--- Start of GIVEN RECORDS ---

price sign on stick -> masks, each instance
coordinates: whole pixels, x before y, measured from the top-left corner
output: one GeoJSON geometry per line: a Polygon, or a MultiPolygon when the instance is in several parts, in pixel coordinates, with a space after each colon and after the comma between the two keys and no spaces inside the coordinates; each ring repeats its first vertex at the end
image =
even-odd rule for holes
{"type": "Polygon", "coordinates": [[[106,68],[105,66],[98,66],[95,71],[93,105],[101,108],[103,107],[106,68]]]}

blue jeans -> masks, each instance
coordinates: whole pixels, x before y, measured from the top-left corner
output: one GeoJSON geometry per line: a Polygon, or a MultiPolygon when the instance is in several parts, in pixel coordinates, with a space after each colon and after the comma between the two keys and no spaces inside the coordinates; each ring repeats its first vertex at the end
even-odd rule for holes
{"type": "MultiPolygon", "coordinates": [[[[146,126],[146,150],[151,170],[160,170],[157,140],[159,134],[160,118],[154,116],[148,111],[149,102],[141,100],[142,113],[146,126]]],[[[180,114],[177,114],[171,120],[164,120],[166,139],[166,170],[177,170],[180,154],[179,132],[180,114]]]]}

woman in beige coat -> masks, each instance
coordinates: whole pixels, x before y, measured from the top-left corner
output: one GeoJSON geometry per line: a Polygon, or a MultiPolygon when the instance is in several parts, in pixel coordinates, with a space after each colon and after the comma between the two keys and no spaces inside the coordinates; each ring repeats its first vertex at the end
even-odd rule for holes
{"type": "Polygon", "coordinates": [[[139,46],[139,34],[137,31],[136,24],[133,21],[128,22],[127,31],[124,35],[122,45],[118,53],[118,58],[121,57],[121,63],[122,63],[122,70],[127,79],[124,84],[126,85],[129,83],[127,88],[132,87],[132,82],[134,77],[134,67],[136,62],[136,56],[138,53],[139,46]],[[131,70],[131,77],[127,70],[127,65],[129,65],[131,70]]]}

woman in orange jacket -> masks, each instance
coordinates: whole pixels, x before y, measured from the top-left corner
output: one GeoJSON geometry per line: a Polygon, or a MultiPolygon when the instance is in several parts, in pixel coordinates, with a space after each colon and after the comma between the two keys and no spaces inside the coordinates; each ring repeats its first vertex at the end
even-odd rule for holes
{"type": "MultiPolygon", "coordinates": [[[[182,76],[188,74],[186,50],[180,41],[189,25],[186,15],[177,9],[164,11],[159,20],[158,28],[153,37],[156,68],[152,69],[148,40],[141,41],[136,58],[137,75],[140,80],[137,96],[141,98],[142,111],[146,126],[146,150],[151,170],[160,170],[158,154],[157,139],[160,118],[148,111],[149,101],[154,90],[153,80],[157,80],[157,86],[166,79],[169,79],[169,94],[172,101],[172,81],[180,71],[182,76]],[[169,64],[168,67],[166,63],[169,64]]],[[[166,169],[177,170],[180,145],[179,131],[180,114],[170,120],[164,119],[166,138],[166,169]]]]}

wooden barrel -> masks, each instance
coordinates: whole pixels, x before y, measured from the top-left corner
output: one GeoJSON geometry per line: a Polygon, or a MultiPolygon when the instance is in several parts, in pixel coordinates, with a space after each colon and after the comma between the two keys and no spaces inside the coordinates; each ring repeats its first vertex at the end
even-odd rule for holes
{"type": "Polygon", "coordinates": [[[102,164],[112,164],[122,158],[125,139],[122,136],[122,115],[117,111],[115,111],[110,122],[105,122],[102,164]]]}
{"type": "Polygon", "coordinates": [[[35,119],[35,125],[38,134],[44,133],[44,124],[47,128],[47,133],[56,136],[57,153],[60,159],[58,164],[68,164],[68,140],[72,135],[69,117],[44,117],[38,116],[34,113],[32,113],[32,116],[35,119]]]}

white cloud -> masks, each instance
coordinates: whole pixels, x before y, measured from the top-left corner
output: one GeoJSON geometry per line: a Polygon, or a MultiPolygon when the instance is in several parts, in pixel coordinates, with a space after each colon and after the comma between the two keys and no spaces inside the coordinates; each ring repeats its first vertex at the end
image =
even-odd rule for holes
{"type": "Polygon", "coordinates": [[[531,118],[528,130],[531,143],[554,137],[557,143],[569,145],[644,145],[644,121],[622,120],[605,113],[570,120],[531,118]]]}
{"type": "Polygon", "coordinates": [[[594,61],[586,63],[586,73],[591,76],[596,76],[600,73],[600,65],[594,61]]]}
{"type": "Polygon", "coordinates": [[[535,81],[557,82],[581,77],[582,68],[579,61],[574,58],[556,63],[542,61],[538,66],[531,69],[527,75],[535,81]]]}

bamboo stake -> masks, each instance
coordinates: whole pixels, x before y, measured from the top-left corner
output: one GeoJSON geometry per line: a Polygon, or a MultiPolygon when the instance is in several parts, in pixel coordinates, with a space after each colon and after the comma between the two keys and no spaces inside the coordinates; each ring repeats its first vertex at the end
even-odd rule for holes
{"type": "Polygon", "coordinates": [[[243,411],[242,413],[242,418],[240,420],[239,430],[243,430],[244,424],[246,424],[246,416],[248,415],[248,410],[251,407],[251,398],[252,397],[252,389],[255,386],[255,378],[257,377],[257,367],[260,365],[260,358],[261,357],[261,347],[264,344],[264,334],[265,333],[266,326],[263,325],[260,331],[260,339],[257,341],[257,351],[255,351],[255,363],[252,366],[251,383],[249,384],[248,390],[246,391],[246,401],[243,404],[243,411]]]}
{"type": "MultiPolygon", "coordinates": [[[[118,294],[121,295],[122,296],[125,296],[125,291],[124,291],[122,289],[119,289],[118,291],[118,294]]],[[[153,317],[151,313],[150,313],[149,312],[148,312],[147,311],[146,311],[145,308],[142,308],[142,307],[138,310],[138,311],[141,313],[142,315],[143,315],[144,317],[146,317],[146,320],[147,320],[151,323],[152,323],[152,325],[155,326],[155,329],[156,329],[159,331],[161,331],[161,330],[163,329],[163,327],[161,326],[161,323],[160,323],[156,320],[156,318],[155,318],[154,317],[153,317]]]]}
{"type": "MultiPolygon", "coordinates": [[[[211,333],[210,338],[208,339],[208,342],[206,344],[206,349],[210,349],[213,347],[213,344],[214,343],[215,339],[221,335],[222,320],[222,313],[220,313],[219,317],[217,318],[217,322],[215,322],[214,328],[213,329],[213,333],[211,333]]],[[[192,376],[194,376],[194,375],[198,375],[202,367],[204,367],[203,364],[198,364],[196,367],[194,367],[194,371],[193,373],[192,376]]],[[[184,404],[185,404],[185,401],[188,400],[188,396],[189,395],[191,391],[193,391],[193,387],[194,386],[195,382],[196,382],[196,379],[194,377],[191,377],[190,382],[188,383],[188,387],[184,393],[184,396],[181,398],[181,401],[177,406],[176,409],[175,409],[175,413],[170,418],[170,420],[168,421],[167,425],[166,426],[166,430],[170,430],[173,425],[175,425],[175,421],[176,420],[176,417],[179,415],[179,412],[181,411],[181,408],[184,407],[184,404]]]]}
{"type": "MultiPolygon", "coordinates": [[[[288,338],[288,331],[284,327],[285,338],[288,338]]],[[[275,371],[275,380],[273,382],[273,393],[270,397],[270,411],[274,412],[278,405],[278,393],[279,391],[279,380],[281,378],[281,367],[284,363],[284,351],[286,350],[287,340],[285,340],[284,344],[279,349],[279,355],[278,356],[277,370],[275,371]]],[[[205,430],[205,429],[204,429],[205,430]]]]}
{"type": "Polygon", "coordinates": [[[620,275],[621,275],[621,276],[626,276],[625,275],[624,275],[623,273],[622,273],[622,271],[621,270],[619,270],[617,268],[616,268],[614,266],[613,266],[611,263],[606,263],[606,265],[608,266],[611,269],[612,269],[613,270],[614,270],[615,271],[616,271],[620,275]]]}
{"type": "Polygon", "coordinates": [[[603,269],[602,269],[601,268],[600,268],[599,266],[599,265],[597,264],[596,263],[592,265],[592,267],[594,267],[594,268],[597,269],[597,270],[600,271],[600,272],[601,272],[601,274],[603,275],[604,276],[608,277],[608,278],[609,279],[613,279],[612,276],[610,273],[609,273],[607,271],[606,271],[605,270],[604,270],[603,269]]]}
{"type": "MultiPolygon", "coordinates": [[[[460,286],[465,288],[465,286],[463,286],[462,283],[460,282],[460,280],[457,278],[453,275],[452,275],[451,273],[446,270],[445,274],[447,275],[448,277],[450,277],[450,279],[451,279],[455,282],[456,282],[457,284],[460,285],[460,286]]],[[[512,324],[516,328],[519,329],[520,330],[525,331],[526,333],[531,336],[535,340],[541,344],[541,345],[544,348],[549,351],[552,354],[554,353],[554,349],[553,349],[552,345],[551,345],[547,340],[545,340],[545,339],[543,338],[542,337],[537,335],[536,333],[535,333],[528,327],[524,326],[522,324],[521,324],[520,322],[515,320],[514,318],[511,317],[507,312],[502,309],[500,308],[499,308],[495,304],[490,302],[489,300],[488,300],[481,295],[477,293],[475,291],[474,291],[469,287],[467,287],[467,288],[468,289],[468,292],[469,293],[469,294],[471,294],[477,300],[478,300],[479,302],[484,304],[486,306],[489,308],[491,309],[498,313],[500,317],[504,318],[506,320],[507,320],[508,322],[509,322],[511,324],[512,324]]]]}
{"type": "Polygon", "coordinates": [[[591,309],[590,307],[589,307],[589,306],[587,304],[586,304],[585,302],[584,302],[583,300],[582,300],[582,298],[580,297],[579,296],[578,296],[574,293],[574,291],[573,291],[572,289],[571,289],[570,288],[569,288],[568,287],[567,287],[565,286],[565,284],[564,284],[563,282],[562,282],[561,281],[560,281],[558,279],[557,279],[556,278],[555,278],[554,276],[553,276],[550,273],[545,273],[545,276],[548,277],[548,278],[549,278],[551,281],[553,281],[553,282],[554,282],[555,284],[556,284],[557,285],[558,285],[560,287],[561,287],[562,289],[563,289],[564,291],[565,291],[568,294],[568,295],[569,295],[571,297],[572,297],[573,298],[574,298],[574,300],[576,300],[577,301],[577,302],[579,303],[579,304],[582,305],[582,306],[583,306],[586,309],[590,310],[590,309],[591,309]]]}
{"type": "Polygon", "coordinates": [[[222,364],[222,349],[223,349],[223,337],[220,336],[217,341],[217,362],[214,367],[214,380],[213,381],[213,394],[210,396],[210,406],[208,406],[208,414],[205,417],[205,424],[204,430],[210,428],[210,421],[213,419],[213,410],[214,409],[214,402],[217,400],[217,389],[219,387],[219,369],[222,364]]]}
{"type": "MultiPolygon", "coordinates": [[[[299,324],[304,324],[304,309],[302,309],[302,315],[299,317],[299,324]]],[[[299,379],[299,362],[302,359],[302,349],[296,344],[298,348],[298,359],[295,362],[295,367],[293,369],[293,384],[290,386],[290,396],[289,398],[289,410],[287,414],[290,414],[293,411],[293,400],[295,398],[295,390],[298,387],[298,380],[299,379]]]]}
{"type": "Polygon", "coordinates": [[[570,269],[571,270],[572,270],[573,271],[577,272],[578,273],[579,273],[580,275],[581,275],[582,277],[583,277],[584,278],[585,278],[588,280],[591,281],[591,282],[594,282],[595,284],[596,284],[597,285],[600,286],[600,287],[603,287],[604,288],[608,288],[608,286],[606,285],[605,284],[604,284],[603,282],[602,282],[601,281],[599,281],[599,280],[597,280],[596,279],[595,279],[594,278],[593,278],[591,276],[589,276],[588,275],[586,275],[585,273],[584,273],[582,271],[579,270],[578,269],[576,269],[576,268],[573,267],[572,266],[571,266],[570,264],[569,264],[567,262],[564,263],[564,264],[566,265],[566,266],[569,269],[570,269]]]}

--- End of GIVEN RECORDS ---

- [DIRECTIVE]: Pick out every line of the listing above that contains the word "masks" and copy each of those lines in full.

- [OUTPUT]:
price sign on stick -> masks, each instance
blue jeans -> masks, each instance
woman in beige coat -> masks, each instance
woman in orange jacket -> masks, each instance
wooden barrel -> masks, each instance
white cloud -> masks, each instance
bamboo stake -> masks, each instance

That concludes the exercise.